Excerpts from a location annotation dataset
--------------------------------
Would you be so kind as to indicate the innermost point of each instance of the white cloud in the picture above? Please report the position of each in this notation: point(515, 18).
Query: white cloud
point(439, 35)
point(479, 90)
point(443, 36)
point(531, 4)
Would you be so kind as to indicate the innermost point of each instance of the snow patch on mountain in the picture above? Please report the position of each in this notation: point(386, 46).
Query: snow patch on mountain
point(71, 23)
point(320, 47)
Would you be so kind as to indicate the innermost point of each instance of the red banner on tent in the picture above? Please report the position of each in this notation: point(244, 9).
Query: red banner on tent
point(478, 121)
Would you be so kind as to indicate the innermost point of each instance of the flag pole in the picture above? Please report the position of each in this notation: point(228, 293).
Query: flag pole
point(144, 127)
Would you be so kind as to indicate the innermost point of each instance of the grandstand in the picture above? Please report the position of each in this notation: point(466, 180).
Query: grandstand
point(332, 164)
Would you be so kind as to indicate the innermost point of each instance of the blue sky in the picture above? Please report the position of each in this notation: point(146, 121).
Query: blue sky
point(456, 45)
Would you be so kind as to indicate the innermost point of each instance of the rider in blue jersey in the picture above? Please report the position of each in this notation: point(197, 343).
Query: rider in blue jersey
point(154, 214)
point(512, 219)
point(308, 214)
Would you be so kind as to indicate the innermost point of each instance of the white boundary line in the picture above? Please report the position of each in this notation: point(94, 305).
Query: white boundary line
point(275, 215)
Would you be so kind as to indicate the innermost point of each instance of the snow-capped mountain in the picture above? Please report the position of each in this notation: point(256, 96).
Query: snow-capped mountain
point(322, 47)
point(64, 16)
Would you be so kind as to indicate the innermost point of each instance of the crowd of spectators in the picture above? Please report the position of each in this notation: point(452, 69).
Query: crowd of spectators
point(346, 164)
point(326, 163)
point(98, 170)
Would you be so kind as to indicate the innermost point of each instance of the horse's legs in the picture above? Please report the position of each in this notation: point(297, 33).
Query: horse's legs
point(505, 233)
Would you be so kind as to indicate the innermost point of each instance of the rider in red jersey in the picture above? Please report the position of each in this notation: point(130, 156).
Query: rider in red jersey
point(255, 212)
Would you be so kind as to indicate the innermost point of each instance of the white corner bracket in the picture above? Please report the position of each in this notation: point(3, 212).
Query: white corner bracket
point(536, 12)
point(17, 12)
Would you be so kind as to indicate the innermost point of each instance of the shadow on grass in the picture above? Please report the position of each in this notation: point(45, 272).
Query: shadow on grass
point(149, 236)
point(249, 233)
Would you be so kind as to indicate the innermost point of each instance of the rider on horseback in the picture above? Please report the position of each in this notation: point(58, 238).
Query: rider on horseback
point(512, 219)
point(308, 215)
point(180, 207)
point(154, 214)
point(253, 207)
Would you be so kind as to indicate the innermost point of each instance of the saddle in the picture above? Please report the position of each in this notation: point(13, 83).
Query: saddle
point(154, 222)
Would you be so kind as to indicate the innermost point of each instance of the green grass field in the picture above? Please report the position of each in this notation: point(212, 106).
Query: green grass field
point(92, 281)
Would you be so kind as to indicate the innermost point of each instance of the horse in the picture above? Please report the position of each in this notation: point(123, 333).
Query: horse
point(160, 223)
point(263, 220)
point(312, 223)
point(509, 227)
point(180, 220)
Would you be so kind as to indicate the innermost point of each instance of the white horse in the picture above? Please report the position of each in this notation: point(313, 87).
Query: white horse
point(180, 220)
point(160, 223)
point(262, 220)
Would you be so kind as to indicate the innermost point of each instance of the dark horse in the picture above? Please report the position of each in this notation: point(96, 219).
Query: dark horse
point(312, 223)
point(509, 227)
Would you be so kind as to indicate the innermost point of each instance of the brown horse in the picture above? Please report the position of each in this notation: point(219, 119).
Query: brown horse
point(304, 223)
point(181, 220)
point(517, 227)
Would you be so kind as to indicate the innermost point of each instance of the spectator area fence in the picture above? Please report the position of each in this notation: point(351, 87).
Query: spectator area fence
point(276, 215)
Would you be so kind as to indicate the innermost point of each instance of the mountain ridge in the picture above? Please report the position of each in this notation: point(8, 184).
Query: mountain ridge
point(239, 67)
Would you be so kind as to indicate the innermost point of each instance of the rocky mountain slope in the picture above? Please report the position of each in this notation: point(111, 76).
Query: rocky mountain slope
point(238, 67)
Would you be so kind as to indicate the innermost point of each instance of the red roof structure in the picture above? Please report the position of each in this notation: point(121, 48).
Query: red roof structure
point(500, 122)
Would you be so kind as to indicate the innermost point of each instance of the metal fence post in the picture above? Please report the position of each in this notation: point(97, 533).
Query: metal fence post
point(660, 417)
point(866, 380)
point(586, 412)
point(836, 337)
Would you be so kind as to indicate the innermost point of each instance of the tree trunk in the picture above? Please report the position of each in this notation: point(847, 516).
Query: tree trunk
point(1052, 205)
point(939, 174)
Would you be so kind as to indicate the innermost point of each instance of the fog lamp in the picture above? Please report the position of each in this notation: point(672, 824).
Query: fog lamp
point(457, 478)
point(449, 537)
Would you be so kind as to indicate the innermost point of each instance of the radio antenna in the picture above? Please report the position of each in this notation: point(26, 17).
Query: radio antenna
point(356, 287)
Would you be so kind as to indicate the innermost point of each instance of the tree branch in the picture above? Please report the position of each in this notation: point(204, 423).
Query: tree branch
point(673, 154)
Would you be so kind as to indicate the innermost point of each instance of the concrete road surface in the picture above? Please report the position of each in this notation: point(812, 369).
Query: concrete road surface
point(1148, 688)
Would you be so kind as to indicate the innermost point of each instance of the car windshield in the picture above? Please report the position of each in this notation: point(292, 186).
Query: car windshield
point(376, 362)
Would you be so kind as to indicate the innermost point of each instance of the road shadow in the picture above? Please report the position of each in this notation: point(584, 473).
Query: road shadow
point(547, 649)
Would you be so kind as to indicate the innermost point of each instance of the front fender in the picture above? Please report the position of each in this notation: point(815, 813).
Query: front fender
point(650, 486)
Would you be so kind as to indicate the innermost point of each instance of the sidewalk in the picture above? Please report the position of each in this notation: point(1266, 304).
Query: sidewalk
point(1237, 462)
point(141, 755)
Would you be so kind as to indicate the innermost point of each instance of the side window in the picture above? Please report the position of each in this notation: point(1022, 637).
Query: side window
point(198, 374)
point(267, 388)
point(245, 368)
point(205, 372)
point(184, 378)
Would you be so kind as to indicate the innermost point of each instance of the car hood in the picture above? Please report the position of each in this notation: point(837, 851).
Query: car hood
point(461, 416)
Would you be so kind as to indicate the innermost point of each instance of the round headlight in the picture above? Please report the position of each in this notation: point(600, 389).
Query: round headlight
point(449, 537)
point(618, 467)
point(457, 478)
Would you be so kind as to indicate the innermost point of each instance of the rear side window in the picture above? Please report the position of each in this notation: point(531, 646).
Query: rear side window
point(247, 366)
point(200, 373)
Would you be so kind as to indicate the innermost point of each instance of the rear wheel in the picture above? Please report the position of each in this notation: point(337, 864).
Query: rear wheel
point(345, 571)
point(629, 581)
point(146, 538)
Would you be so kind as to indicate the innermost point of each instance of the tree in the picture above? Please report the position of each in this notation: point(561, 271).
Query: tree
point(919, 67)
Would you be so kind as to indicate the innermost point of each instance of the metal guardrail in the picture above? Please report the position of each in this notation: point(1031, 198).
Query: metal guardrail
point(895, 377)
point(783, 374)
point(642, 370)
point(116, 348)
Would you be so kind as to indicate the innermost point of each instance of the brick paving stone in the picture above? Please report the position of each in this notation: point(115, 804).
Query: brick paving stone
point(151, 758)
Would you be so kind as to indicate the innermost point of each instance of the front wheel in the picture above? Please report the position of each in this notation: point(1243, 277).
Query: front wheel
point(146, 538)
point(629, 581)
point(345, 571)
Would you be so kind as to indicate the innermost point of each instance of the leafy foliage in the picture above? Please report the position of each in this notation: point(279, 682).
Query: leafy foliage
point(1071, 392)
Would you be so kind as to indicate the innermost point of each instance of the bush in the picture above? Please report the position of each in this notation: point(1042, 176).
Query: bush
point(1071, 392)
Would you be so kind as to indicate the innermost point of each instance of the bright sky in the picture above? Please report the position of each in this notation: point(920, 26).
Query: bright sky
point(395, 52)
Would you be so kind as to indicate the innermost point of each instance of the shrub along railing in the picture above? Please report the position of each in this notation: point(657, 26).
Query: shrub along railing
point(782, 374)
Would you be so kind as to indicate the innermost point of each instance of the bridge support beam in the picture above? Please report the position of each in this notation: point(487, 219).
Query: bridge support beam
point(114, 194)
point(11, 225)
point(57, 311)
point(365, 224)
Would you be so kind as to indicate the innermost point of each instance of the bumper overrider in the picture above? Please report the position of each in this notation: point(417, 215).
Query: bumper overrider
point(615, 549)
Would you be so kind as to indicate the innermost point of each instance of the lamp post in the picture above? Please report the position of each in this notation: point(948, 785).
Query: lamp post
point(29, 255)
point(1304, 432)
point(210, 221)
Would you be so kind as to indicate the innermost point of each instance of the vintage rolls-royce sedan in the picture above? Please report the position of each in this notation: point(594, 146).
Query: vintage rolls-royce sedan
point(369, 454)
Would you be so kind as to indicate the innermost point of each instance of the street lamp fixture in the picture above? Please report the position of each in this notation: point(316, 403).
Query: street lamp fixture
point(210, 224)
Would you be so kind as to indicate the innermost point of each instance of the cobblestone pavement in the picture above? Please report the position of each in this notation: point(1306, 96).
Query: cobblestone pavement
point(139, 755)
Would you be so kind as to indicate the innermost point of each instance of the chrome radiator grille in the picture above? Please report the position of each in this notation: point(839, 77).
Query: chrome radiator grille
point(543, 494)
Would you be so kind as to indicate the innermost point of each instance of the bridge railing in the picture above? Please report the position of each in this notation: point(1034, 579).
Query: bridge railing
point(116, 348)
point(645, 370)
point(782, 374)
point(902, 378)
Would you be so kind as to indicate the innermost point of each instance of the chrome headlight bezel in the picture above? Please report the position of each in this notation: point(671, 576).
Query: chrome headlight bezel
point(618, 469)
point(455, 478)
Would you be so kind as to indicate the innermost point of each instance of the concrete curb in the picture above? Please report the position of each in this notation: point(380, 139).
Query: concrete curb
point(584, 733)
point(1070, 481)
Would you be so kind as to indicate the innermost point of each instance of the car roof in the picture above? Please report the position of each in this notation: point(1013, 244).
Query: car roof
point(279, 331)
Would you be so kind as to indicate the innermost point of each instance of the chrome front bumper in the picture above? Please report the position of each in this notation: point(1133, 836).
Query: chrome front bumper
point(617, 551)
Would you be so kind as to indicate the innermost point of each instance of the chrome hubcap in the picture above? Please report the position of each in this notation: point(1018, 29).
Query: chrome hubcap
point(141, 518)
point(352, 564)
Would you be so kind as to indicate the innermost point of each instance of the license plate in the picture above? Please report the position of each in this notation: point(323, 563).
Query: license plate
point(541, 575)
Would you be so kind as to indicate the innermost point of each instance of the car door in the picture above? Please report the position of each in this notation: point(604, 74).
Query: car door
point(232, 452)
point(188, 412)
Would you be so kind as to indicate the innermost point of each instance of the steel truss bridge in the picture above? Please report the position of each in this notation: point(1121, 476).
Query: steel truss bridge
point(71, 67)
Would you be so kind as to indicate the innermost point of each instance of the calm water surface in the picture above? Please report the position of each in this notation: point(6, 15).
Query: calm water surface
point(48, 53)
--------------------------------
▸ EXERCISE DETAILS
Output the material verbatim, beginning with its first line and ending with the line that contains "point(456, 45)", including both of those lines.

▸ WRITTEN ANSWER
Would you be so kind as to indicate the innermost point of each instance of the white cloud in the picture above? Please report the position of each in this notation: point(515, 18).
Query: white cloud
point(439, 35)
point(479, 90)
point(443, 36)
point(531, 4)
Would you be so kind as to indicate the innermost point of each instance of the snow patch on mountain in the picture above? Please report the position of each in this notation: point(386, 46).
Query: snow patch on mountain
point(71, 23)
point(320, 47)
Would you be so kind as to indicate the innermost point of each instance of the red banner on tent in the picture above? Please report the position of each in this notation: point(244, 9).
Query: red banner on tent
point(478, 121)
Would you be so kind as to indicate the innermost point of each instance of the flag pole in the picture above? Please report the position of each in this notation: point(228, 293).
Query: flag pole
point(144, 127)
Would you be so kind as to indicate the innermost point of each instance of the grandstand in the picture above? Please report the position of each in this notation: point(466, 180).
Query: grandstand
point(332, 164)
Would you be so kind as to indicate the innermost point of each instance of the blue sky in the picture above? Please report the position of each in this notation: point(146, 121).
Query: blue sky
point(456, 45)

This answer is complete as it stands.